■ WHAT THE TASK ASKS:
Count the lines in the rows below that contain the string "positive", with case significant, and reply with only that number.

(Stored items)
========================

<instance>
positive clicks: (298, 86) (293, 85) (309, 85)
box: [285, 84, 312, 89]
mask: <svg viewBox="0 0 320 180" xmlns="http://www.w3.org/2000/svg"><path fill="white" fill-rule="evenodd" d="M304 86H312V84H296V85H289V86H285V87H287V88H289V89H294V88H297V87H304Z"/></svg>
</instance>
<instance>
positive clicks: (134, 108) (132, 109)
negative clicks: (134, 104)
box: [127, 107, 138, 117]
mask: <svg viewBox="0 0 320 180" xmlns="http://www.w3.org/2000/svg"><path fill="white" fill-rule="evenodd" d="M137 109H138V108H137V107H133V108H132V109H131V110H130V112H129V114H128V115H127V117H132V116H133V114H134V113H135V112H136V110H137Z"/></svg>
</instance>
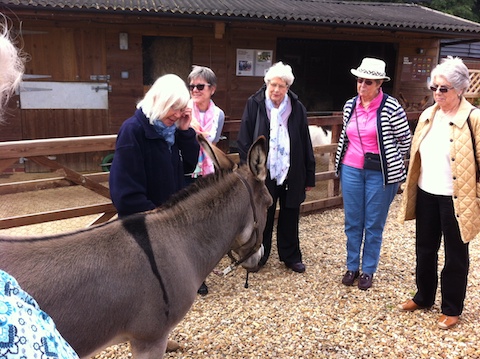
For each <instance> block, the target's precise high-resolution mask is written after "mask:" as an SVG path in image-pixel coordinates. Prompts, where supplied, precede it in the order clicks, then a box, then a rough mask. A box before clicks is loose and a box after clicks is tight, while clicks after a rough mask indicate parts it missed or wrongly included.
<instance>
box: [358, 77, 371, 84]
mask: <svg viewBox="0 0 480 359" xmlns="http://www.w3.org/2000/svg"><path fill="white" fill-rule="evenodd" d="M357 82H358V83H359V84H363V83H364V82H365V85H367V86H371V85H372V84H373V81H372V80H366V79H361V78H358V79H357Z"/></svg>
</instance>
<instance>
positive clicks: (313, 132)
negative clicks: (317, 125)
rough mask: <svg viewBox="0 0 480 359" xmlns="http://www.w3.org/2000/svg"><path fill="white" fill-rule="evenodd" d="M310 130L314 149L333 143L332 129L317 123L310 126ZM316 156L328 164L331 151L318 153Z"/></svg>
mask: <svg viewBox="0 0 480 359" xmlns="http://www.w3.org/2000/svg"><path fill="white" fill-rule="evenodd" d="M308 130H309V131H310V139H311V140H312V147H313V150H314V151H315V147H318V146H323V145H329V144H331V143H332V131H330V130H326V129H324V128H323V127H321V126H316V125H310V126H308ZM316 157H317V158H318V159H319V160H320V162H321V164H328V160H329V153H320V154H318V155H317V154H316Z"/></svg>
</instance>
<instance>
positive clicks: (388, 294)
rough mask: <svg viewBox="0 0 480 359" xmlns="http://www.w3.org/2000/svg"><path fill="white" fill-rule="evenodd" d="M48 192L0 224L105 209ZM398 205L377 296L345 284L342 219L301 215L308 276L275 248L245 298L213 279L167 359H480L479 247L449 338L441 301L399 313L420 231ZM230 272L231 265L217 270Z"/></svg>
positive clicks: (191, 310) (470, 245) (240, 293)
mask: <svg viewBox="0 0 480 359" xmlns="http://www.w3.org/2000/svg"><path fill="white" fill-rule="evenodd" d="M1 180H2V179H1V178H0V182H1ZM49 191H55V190H45V191H39V192H33V193H29V194H28V206H27V205H26V204H25V202H19V200H18V198H17V197H15V195H4V196H2V200H1V201H0V215H2V216H9V215H14V214H19V213H23V212H26V213H34V212H38V211H40V209H43V210H46V209H49V207H48V206H49V205H47V204H48V203H47V198H57V199H58V198H61V202H62V205H63V206H66V207H68V206H75V205H80V204H88V203H89V202H90V201H91V202H92V203H96V202H97V201H98V198H91V197H90V196H89V195H87V194H86V193H85V194H82V195H79V194H78V192H75V193H72V194H69V191H73V189H66V190H65V189H64V190H62V191H63V192H62V193H64V194H63V195H62V196H58V195H56V196H52V193H50V192H49ZM55 193H57V192H55ZM44 196H45V197H44ZM400 198H401V195H398V196H397V198H396V199H395V201H394V203H393V204H392V207H391V211H390V216H389V218H388V221H387V226H386V229H385V233H384V243H383V247H382V255H381V259H380V265H379V268H378V272H377V274H376V275H375V278H374V282H373V287H372V288H370V289H369V290H367V291H361V290H359V289H358V288H357V287H355V286H353V287H345V286H344V285H342V284H341V283H340V281H341V278H342V276H343V273H344V272H345V255H346V254H345V235H344V232H343V220H344V218H343V210H342V209H333V210H328V211H325V212H322V213H317V214H310V215H307V216H304V217H302V218H301V220H300V235H301V239H300V241H301V247H302V252H303V257H304V263H305V264H306V266H307V271H306V272H305V273H303V274H297V273H293V272H292V271H290V270H288V269H286V268H285V266H284V265H283V264H282V263H280V262H279V261H278V256H277V253H276V249H275V246H274V248H273V251H272V256H271V257H270V260H269V262H268V263H267V265H266V266H265V267H264V268H263V269H262V270H261V271H260V272H259V273H255V274H252V275H250V278H249V288H248V289H246V288H244V283H245V271H244V270H242V269H239V270H237V271H235V272H233V273H231V274H229V275H228V276H226V277H217V276H216V275H214V274H211V275H210V276H209V277H208V278H207V280H206V282H207V285H208V286H209V290H210V293H209V294H208V295H206V296H205V297H201V296H198V299H197V300H196V301H195V303H194V305H193V306H192V308H191V310H190V311H189V312H188V313H187V315H186V316H185V318H184V319H183V320H182V321H181V322H180V323H179V325H178V326H177V327H176V328H175V329H174V331H173V332H172V334H171V336H170V339H174V340H176V341H178V342H179V343H180V344H181V345H182V347H183V348H182V350H181V351H178V352H175V353H168V354H166V355H165V358H170V359H173V358H185V359H186V358H189V359H199V358H211V359H230V358H231V359H234V358H235V359H239V358H242V359H254V358H255V359H258V358H262V359H263V358H277V359H287V358H288V359H289V358H296V359H301V358H305V359H306V358H308V359H313V358H315V359H316V358H332V359H336V358H341V359H350V358H351V359H359V358H392V359H394V358H395V359H397V358H400V359H416V358H428V359H431V358H445V359H452V358H469V359H470V358H480V345H479V344H478V343H479V341H480V324H479V321H478V315H477V313H479V312H480V244H479V242H478V239H476V240H474V241H473V242H472V243H471V245H470V259H471V267H470V268H471V269H470V276H469V282H468V291H467V298H466V300H465V310H464V313H463V315H462V316H461V320H460V322H459V324H458V326H457V327H456V328H454V329H452V330H448V331H443V330H440V329H437V327H436V322H437V319H438V317H439V315H440V299H439V294H440V293H438V296H437V301H436V303H435V305H434V306H433V308H432V309H430V310H420V311H416V312H414V313H401V312H398V311H397V310H396V305H397V304H398V303H400V302H403V301H404V300H406V299H409V298H411V297H412V296H413V294H414V293H415V276H414V268H415V254H414V225H415V223H414V221H410V222H406V224H405V225H400V224H398V223H397V222H396V214H397V210H398V206H399V201H400ZM70 201H73V202H71V203H70ZM56 202H58V200H57V201H56ZM37 206H41V208H40V207H39V208H37ZM27 207H28V208H27ZM32 207H33V208H32ZM53 208H56V207H53ZM27 209H28V210H27ZM94 217H95V216H93V217H92V216H90V217H81V218H75V219H70V220H64V221H56V222H48V223H42V224H39V225H34V226H25V227H19V228H13V229H9V230H2V231H0V233H9V234H32V233H50V234H51V233H59V232H63V231H65V230H66V229H75V228H81V227H84V226H85V225H86V224H87V223H89V222H90V221H91V220H92V219H93V218H94ZM440 253H441V259H440V261H441V263H443V255H442V252H440ZM228 264H229V262H228V260H227V259H226V258H224V259H223V260H222V261H221V263H220V264H219V268H221V269H223V268H224V267H225V266H226V265H228ZM439 270H441V268H439ZM131 357H132V355H131V353H130V351H129V348H128V344H126V343H124V344H120V345H115V346H111V347H109V348H106V349H105V350H104V351H102V352H101V353H99V354H98V355H96V356H95V357H94V358H93V359H126V358H131Z"/></svg>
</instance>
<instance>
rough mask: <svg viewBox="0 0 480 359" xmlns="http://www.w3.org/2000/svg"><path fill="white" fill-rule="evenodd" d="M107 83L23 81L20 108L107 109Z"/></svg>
mask: <svg viewBox="0 0 480 359" xmlns="http://www.w3.org/2000/svg"><path fill="white" fill-rule="evenodd" d="M108 86H109V85H108V83H99V82H45V81H24V82H22V84H21V86H20V108H21V109H28V110H30V109H100V110H102V109H104V110H107V109H108Z"/></svg>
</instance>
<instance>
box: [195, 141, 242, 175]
mask: <svg viewBox="0 0 480 359" xmlns="http://www.w3.org/2000/svg"><path fill="white" fill-rule="evenodd" d="M197 141H198V143H199V144H200V146H202V148H203V150H204V151H205V153H206V154H207V155H208V157H210V159H211V160H212V162H213V165H214V166H215V168H216V169H217V170H235V169H237V167H238V165H237V164H236V163H235V162H233V161H232V160H231V159H230V158H228V156H227V155H226V154H225V153H224V152H223V151H222V150H221V149H219V148H218V147H216V146H215V145H213V144H212V143H210V142H209V141H208V140H207V139H206V138H205V137H204V136H203V135H202V134H197Z"/></svg>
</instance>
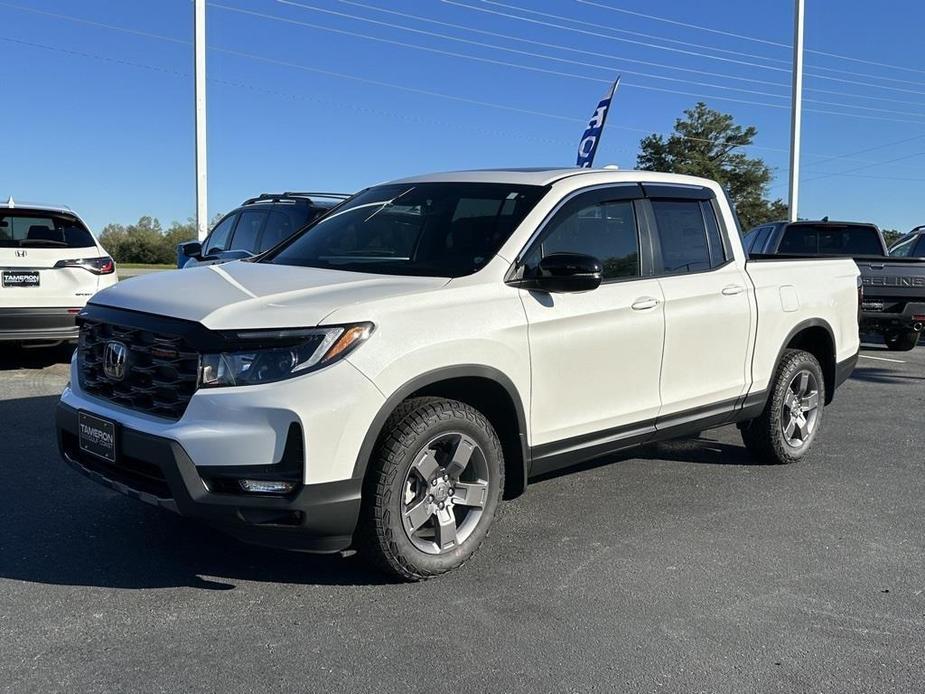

========================

■ SOLUTION FOR THIS TASK:
5